Aim:
Extract each line of the data and write it out again exactly.
++++ Task data
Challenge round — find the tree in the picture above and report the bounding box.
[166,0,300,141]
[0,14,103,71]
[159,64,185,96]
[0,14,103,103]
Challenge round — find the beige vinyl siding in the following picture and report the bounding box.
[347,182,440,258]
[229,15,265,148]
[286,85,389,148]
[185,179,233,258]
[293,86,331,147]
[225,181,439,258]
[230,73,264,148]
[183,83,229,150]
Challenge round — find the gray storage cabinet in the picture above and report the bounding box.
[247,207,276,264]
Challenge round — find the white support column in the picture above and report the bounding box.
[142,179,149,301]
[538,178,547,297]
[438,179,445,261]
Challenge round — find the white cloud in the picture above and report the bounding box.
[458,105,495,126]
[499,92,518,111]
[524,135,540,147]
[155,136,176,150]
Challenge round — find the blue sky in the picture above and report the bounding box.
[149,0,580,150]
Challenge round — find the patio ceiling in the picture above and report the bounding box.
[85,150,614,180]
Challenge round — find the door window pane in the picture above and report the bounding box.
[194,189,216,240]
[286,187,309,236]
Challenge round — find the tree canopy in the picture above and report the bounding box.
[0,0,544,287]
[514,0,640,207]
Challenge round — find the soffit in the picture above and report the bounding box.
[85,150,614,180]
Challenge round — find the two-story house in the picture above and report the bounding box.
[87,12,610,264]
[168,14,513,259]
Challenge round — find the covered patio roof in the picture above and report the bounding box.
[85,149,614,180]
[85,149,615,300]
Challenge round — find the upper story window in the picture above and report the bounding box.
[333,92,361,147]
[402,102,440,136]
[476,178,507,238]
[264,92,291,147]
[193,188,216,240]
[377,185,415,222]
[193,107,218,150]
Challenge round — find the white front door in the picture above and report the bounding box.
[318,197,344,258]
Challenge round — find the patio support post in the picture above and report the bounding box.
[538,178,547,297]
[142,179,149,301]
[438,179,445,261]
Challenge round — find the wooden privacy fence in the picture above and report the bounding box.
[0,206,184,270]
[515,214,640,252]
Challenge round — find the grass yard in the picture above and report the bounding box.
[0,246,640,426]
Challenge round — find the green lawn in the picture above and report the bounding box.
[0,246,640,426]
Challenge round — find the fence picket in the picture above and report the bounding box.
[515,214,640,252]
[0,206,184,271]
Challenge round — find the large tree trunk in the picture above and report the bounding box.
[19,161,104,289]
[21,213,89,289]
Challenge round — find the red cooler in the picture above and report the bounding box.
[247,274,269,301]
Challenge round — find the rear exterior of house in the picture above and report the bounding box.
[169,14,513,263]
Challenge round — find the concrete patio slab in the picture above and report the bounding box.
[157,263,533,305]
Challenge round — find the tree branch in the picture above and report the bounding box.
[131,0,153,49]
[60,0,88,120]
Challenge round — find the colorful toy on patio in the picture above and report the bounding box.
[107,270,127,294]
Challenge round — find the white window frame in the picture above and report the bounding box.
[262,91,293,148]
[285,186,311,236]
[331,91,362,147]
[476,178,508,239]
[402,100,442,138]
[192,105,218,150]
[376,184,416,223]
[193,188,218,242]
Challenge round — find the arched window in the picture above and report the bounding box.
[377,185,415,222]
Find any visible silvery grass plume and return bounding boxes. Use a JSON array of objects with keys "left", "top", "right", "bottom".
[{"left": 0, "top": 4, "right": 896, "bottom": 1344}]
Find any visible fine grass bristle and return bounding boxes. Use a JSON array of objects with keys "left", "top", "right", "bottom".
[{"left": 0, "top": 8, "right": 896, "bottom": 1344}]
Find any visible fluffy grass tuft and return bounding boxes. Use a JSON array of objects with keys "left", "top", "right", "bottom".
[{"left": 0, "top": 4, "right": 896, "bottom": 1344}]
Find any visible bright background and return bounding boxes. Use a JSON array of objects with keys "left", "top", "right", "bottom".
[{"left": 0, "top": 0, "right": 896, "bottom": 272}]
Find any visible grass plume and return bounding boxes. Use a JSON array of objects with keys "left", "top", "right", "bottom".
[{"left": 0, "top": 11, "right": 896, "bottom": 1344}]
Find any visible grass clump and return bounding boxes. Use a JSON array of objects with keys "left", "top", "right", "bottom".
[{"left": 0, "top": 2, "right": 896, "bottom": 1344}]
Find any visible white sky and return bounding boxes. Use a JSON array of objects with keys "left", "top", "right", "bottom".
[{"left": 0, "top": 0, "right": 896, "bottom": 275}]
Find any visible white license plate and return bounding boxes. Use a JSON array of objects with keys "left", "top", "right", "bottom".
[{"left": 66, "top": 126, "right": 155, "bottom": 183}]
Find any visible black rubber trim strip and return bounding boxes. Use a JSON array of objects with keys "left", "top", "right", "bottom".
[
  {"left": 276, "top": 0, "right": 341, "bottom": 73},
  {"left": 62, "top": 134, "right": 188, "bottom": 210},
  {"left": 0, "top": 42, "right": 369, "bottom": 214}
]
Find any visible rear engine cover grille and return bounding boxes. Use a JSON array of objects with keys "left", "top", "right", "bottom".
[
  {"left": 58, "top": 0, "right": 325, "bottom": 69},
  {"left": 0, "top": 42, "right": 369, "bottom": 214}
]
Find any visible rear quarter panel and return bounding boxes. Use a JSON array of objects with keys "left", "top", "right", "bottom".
++++++++
Result:
Challenge round — find the tree in the picture above and report the bounding box.
[166,0,300,141]
[0,14,103,71]
[159,64,185,96]
[0,14,103,103]
Challenge round — find the beige vinyl siding in the following picture and report the bounding box.
[347,182,440,258]
[229,15,265,148]
[286,85,389,148]
[185,179,233,258]
[293,86,331,147]
[225,181,439,258]
[230,73,264,148]
[183,83,229,150]
Challenge round — find the gray storage cabinet in the picture above and report the bounding box.
[247,207,276,264]
Challenge round — find the white support column in the picture above and report the bounding box.
[142,179,149,301]
[538,178,547,297]
[438,179,445,261]
Challenge round — find the white cloud in the picture above and report the bounding box.
[458,105,495,126]
[499,92,518,111]
[524,135,540,147]
[155,136,176,150]
Challenge round — find the blue sky in the picture above and report the bounding box.
[149,0,580,150]
Challenge round — find the patio ceiling in the picture above and report the bounding box.
[85,150,614,180]
Challenge round — find the door window pane in the picture above and report the bounding box.
[194,189,216,240]
[286,187,309,236]
Challenge round — find the tree canopy in the picture above and report the bounding box.
[0,0,544,287]
[514,0,640,207]
Challenge round — find the soffit in the picture above and report the bounding box.
[85,150,614,180]
Challenge round — find the two-story house in the picture above and report the bounding box.
[87,12,610,264]
[168,14,513,259]
Challenge round — find the covered patio roof in the picture above and report the bounding box.
[85,149,614,180]
[85,149,615,300]
Challenge round — find the upper story window in the picture above and report the bounding box.
[333,92,361,147]
[402,102,440,136]
[476,178,507,238]
[264,92,291,147]
[193,188,216,240]
[377,185,415,222]
[193,107,218,150]
Challenge round — find the white front door in the picture above and report the bounding box.
[318,197,344,258]
Challenge round — find the patio support post in the picture above and report the bounding box.
[538,178,547,297]
[142,179,149,301]
[438,179,445,261]
Challenge round — find the wooden privacy fence in the picture above and report the bounding box.
[0,206,184,270]
[515,214,640,252]
Challenge round — find the grass yard in the picture above and report the bounding box.
[0,246,640,426]
Challenge round — find the green lawn in the picture above and report the bounding box.
[0,246,640,426]
Challenge round — find the fence picket in the picture above and report the bounding box.
[515,214,640,252]
[0,206,184,271]
Challenge round — find the large tree trunk in the picture above and report the bounding box.
[19,161,104,289]
[21,213,89,289]
Challenge round — find the red cooler in the picture above and report the bounding box.
[247,274,269,301]
Challenge round — find the rear exterior of house in the picture above and report the bounding box.
[169,14,513,263]
Challenge round — find the concrete patio slab in the picture above and report the bounding box.
[157,263,533,305]
Challenge round — find the tree branch in the picture above and report the bounding box.
[131,0,153,49]
[60,0,88,120]
Challenge round — find the colorful toy on patio in the picture above and report the bounding box.
[107,270,127,294]
Challenge round — find the white window frame in the picture above and report the bounding box.
[262,91,293,148]
[285,186,311,236]
[331,91,362,147]
[476,178,508,239]
[402,100,442,138]
[192,105,218,150]
[376,184,416,223]
[193,188,218,242]
Challenge round — find the arched window in the picture above and report the bounding box.
[377,185,415,222]
Find any visible silvery grass plume and return bounding boxes. Use a JSON array of objects with keys "left", "top", "right", "bottom".
[{"left": 0, "top": 4, "right": 896, "bottom": 1344}]
Find any visible fine grass bristle and return bounding boxes. Use a JSON array of objects with keys "left", "top", "right", "bottom".
[{"left": 0, "top": 8, "right": 896, "bottom": 1344}]
Find any visible fluffy grass tuft and return bounding boxes. Use a JSON array of objects with keys "left", "top", "right", "bottom".
[{"left": 0, "top": 4, "right": 896, "bottom": 1344}]
Find any visible bright background and return bounding boxes. Use a JSON array of objects with keys "left", "top", "right", "bottom".
[{"left": 0, "top": 0, "right": 896, "bottom": 272}]
Find any visible grass plume and return bounding boxes. Use a JSON array of objects with keys "left", "top", "right", "bottom".
[{"left": 0, "top": 11, "right": 896, "bottom": 1344}]
Find any visible grass clump and return bounding boxes. Use a JSON array of objects with keys "left", "top", "right", "bottom".
[{"left": 0, "top": 2, "right": 896, "bottom": 1344}]
Find any visible white sky and return bounding boxes. Use a JSON array of objects with keys "left", "top", "right", "bottom".
[{"left": 0, "top": 0, "right": 896, "bottom": 275}]
Find any visible white license plate and return bounding boxes. Use a JSON array of objects with keys "left", "top", "right", "bottom".
[{"left": 66, "top": 126, "right": 155, "bottom": 183}]
Find any visible black rubber trim strip and return bounding boxes. Use a JSON array of objects with keys "left", "top", "right", "bottom".
[
  {"left": 276, "top": 0, "right": 341, "bottom": 73},
  {"left": 62, "top": 134, "right": 188, "bottom": 210},
  {"left": 0, "top": 42, "right": 369, "bottom": 214}
]
Find any visible rear engine cover grille and return bounding boxes. Use a JSON array of objects with keys "left", "top", "right", "bottom".
[
  {"left": 58, "top": 0, "right": 325, "bottom": 69},
  {"left": 0, "top": 42, "right": 369, "bottom": 214}
]
Find any visible rear quarter panel and return bounding boxes. Use a JSON array of objects with keys "left", "top", "right", "bottom".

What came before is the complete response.